Entries taken from a collection:
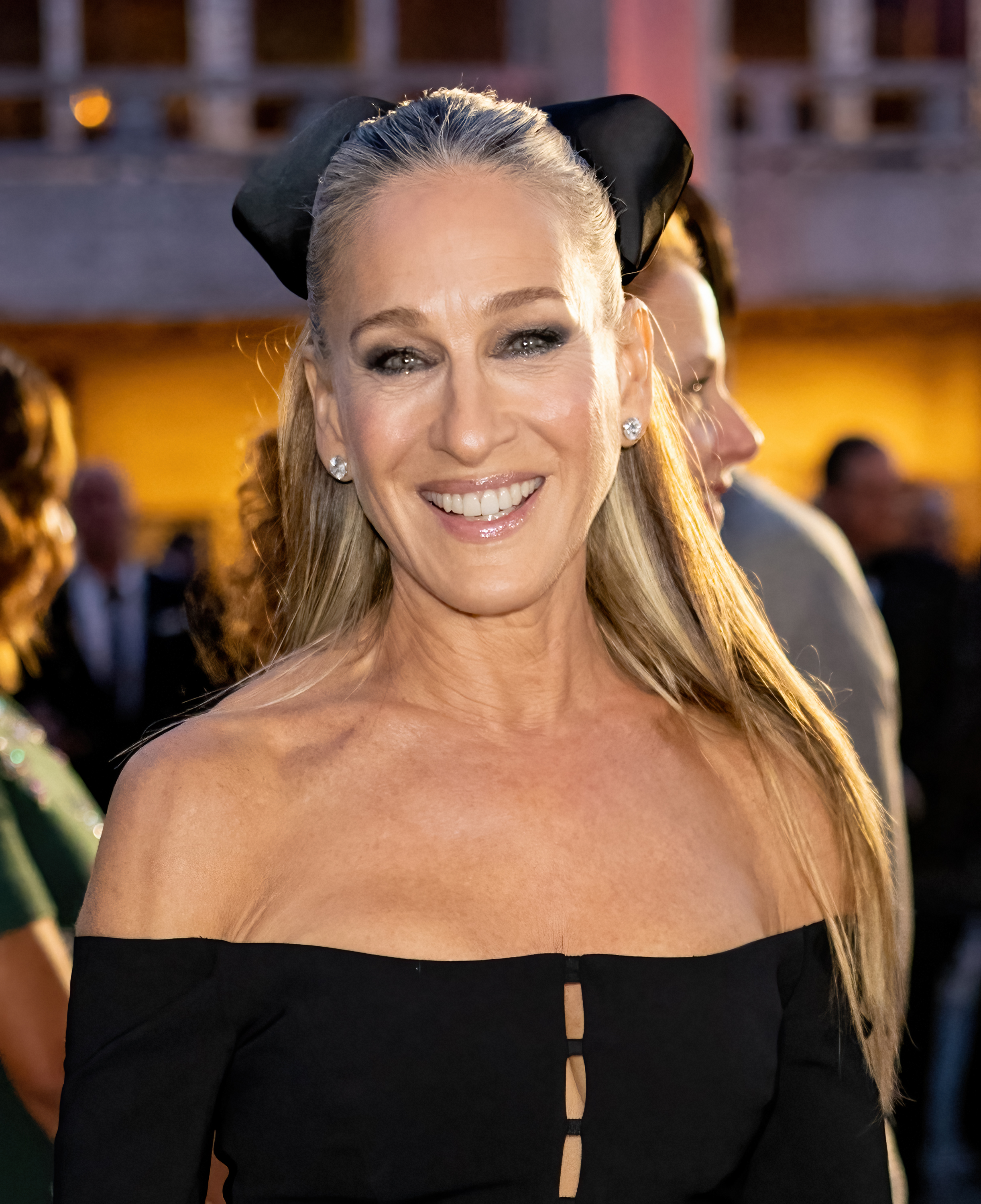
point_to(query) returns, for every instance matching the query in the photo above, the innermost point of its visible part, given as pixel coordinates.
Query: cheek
(702, 440)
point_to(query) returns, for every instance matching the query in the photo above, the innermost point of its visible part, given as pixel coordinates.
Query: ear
(330, 442)
(636, 366)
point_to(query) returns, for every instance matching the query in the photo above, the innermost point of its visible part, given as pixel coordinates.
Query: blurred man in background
(810, 583)
(901, 536)
(120, 658)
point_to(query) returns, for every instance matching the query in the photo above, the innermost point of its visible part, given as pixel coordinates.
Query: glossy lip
(470, 530)
(459, 486)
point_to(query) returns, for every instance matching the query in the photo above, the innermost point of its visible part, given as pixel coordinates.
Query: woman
(530, 800)
(49, 825)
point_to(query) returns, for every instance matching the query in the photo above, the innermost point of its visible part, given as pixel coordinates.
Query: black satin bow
(636, 150)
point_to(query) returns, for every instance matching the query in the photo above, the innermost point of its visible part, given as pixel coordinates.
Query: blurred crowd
(99, 649)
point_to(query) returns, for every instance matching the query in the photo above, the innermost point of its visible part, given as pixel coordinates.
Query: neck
(519, 670)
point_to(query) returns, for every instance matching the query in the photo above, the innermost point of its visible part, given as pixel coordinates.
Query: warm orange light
(91, 109)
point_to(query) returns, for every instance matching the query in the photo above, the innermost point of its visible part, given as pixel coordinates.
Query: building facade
(842, 139)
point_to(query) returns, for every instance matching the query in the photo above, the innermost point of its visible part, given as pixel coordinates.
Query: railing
(155, 108)
(778, 104)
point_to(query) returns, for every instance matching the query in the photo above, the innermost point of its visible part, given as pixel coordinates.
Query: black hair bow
(636, 150)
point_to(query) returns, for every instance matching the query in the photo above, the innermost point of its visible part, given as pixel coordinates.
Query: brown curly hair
(37, 535)
(236, 614)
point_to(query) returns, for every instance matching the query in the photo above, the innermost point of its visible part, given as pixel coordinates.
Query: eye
(394, 362)
(531, 342)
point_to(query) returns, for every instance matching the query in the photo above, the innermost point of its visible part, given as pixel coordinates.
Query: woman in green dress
(50, 826)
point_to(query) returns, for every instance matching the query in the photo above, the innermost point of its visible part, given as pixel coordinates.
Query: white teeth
(490, 504)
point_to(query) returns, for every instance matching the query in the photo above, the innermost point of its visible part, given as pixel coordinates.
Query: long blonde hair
(676, 613)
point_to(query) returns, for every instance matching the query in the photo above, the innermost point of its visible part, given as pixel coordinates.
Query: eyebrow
(405, 316)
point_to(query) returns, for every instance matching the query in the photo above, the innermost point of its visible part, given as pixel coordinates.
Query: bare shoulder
(189, 834)
(810, 813)
(169, 843)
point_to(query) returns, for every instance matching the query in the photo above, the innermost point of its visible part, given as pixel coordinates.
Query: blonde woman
(529, 868)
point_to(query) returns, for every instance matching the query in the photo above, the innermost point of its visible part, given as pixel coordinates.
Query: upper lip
(500, 481)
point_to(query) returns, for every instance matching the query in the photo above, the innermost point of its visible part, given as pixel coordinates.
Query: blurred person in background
(808, 577)
(452, 663)
(901, 534)
(49, 823)
(120, 655)
(916, 589)
(812, 588)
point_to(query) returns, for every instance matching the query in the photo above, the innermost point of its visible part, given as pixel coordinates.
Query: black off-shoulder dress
(333, 1077)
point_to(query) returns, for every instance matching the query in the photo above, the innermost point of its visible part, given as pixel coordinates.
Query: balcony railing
(916, 103)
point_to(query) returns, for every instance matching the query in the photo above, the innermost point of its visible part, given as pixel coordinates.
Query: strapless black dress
(333, 1077)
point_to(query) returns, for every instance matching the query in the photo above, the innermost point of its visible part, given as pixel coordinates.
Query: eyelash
(550, 339)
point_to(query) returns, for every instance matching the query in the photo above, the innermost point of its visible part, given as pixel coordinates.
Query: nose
(738, 439)
(474, 419)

WHAT IS NEEDED: Nothing but an exact copy of the data above, minus its pictures, should appear in the response.

ANSWER:
point_to(query) returns, for every instance matching the query in the photo above, the innermost point of its visible part, given as pixel coordinates.
Query: cheek
(702, 440)
point_to(query) returns, for every instance matching the query in the photo above, the innermost point of its visible part, given as pixel coordinates.
Query: ear
(330, 442)
(636, 366)
point_to(query) returns, for every instance matching the query in the photo above, the innermost point of its visible part, given as pixel coordinates.
Query: blurred man in background
(810, 583)
(901, 536)
(120, 658)
point_to(query) returns, for every instance matching the query in the photo above, the innermost point of its visible part, given as pixel coordinates.
Query: glossy lip
(470, 530)
(459, 486)
point_to(query) returns, for every instance matching the query in the photo above, the innermost point of its visible part, given as pixel coordinates.
Query: woman
(530, 800)
(49, 825)
point_to(query) returns, for every instance matching the query in the photo above, the innermost point of its visible part, given as pixel coordinates.
Query: black satin bow
(636, 150)
point_to(query) returns, for every instance matching the query in the photo above, the innermost point of its visible part, given as pixel coordinates.
Query: blurred crowd
(99, 649)
point_to(query) returns, for every instance matching the query in the photo above, the innermost point of its visible part, given as pixel coordinates.
Query: neck
(519, 670)
point_to(query) returns, for every instance matching the query in the photo above, the innermost point of its visible part, given as pixel coordinates.
Query: warm orange light
(91, 109)
point_to(query) returns, for every instance matching the query in the photo above, the innermost point of its visible part, given as pixel coordinates.
Query: building facade
(842, 139)
point_to(query) returns, for every instance matching the query in the photo above, the innermost point of its visible part, given as pixel coordinates.
Query: railing
(155, 108)
(778, 104)
point_to(query) returns, for every instance matching the query in the photo above, the innermost point of its visible part, given as pixel coordinates.
Query: black hair bow
(636, 150)
point_to(query) returns, for every instance matching the query in the photo above, the innermost point of its visible part, given as pixel coordinates.
Query: brown curly hair
(37, 535)
(236, 614)
point_to(query) returns, for every instance matching the query in the photo above, the innermost point of its visible part, given as pixel coordinates.
Query: eye
(394, 362)
(531, 342)
point_to(query) returns, for every instance matching the query in the photo above, the innermost point of its visible part, given as pixel coordinates.
Query: woman in green dress
(50, 826)
point_to(query) returns, for every instance matching the query in the photo above, the innermost point of its visible part, given as pixel coordinates.
Query: white teeth
(490, 504)
point_to(query) returns, for every instance matching the query in the photo above, the innermost point of its visible part, given as pixel coordinates.
Query: long blonde hair
(676, 613)
point_to(query) returns, for every instance matching the query in the photo above, the innermost point of its visible part, given as pixel coordinates.
Query: eyebrow
(405, 316)
point_to(query) returns, for every instance matching the query in the photo above, the innermost point of its visible part, given as pixel coordinates.
Query: bare shoulder
(189, 834)
(810, 813)
(169, 843)
point_to(query) returns, for every instance matching the query in the photo above, the innermost point of its visible part, given as pixel coordinates.
Query: blonde woman
(529, 868)
point_to(query) returns, for every instance matching the query in the photo above, the innermost point of its visible part, given as pixel coordinates.
Query: upper lip
(500, 481)
point_to(query) returns, for every instance matching the query in the photo above, the innermost point of its visible part, given as pixel coordinates.
Query: blurred person in background
(808, 577)
(452, 663)
(901, 534)
(49, 823)
(120, 655)
(916, 589)
(812, 588)
point_to(query) returns, for every instance matching the query in the photo above, the innermost point of its visible part, given as pixel coordinates.
Query: black off-shoulder dress
(333, 1077)
point_to(query) returns, for every instance matching the query in the photo above, the innermost point of its visible part, given as pixel coordinates.
Query: balcony railing
(916, 103)
point_to(query) returns, for every instance matching the query in the photo above, the innermost point of its visible part, given as pixel coordinates.
Query: strapless black dress
(333, 1077)
point_to(query) returns, for every instance matching the query in the photo above, the innermost point of its visible part, given as pixel coordinates.
Query: eyelash
(550, 339)
point_to(query) returns, for every instance matching the query in the photo above, the innermost point of its visible part, given as pixel coordinates.
Query: nose
(738, 439)
(474, 419)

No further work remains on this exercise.